» WRITTEN REQUEST A: Can you write out the circle lesson again from "How to recognise" up to and including "a fixed centre.", substituting "straight line" for "parabola"?

» EXCERPTED TEXT:
## start

A circle is the set of all points the SAME distance from the centre. Centred at the origin $(0, 0)$, a point $(x, y)$ on the circle of radius $r$ satisfies $x^2 + y^2 = r^2$ (Pythagoras). For $x^2 + y^2 = 49$: what is $r$? Where does the circle cross the $x$-axis and the $y$-axis?

Record your answer in your workbook.

The Big Idea

+5 XP

The equation $x^2 + y^2 = r^2$ is just Pythagoras' theorem in disguise. Every point $(x, y)$ at distance $r$ from the origin sits on the circle.

The red circle $x^2 + y^2 = 25$ has $r^2 = 25$, so $r = 5$. Centre $(0, 0)$. The circle crosses the axes at $(5, 0)$, $(-5, 0)$, $(0, 5)$, $(0, -5)$. Note: $r$ is the SQUARE ROOT of the number on the right — not the number itself.

$x^2 + y^2 = r^2$ — centre $(0, 0)$, radius $r$.

Right side is $r^2$

Take $\sqrt{}$ to get the actual radius.

Centre at origin

When no shifts appear, centre is $(0, 0)$.

Both terms squared

$x^2$ AND $y^2$, with equal coefficients of $+1$.

What You'll Master

objectives

Know

$x^2 + y^2 = r^2$ is a circle centred at $(0, 0)$ with radius $r$
The right side is $r^2$, so take the square root to get $r$
The circle crosses the axes at $(\pm r, 0)$ and $(0, \pm r)$

Understand

Why the equation comes from Pythagoras: $x^2 + y^2 = r^2$ measures squared distance from the origin
Why we need both $x^2$ and $y^2$ (one would give a parabola, not a circle)
How to recognise a circle equation versus a parabola equation

Can Do

Read the radius and centre from an equation
Sketch a circle given its equation
Test whether a given point lies on a circle

Words You Need

vocabulary

CircleThe set of all points a fixed distance from a fixed centre.

CentreThe fixed point inside — here, the origin $(0, 0)$.

RadiusThe distance from the centre to any point on the circle.

Pythagoras' theorem$a^2 + b^2 = c^2$ for a right-angled triangle. The circle equation is this with $a = x$, $b = y$, $c = r$.

Equation of a circle$x^2 + y^2 = r^2$ (centre at origin).

On / inside / outsidePoint $(x, y)$ is ON if $x^2 + y^2 = r^2$, INSIDE if $< r^2$, OUTSIDE if $> r^2$.

## end

» WRITTEN REQUEST B: Which lines of the records contain the string "trousers"? Return each of those lines.

» SUPPLIED INFORMATION:
## start

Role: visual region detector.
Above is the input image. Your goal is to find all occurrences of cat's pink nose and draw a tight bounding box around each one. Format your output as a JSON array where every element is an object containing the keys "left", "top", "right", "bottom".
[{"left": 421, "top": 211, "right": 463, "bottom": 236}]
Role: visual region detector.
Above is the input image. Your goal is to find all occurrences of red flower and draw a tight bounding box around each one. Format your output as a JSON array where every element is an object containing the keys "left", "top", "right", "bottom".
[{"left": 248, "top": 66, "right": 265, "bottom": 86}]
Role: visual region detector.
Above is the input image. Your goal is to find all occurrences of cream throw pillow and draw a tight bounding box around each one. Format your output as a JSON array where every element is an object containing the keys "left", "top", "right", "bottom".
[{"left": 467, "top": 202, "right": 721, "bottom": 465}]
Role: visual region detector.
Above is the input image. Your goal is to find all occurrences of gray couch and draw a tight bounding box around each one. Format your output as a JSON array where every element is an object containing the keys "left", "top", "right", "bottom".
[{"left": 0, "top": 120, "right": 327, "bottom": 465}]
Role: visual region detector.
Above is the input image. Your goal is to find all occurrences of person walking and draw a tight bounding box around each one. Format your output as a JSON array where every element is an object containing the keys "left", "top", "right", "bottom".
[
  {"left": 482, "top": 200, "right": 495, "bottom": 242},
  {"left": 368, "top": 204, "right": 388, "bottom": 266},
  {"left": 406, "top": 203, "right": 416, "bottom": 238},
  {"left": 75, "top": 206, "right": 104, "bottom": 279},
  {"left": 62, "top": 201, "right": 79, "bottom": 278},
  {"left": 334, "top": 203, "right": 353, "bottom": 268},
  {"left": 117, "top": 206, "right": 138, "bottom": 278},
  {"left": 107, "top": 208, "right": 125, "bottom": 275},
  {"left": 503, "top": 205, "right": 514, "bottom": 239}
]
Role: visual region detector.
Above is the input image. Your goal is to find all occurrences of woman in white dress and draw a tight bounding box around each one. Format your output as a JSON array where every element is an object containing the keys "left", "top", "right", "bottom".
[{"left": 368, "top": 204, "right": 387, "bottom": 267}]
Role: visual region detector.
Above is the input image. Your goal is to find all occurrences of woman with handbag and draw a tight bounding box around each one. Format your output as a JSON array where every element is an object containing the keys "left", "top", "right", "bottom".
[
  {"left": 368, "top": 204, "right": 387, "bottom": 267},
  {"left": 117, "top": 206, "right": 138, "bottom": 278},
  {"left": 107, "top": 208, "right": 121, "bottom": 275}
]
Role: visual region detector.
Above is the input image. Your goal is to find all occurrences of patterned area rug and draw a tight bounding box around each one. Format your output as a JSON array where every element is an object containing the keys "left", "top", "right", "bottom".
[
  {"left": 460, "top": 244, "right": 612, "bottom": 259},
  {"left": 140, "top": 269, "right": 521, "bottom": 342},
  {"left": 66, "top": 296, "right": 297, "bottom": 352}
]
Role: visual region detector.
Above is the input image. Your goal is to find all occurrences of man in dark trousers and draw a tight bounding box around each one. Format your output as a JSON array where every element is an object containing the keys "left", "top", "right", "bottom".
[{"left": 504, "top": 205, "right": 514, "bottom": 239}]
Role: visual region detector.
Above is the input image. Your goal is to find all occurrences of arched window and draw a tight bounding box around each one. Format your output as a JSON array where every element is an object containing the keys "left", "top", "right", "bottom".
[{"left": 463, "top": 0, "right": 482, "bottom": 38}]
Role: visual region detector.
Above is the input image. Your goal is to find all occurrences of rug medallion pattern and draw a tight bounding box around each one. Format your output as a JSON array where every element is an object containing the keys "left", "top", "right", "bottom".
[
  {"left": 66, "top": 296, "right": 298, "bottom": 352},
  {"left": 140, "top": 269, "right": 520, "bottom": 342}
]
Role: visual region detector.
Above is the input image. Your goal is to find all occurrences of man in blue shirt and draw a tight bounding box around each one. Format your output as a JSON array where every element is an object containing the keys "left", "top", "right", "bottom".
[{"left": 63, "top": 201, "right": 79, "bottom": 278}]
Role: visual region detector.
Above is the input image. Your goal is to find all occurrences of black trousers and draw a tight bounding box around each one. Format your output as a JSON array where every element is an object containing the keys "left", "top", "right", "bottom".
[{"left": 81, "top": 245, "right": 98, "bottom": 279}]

## end

» EXERCISE ANSWER A:
How to recognise a circle equation versus a straight line equation

Can Do

Read the radius and centre from an equation
Sketch a circle given its equation
Test whether a given point lies on a circle

Words You Need

vocabulary

CircleThe set of all points a fixed distance from a fixed centre.

» EXERCISE ANSWER B:
Above is the input image. Your goal is to find all occurrences of man in dark trousers and draw a tight bounding box around each one. Format your output as a JSON array where every element is an object containing the keys "left", "top", "right", "bottom".
Above is the input image. Your goal is to find all occurrences of black trousers and draw a tight bounding box around each one. Format your output as a JSON array where every element is an object containing the keys "left", "top", "right", "bottom".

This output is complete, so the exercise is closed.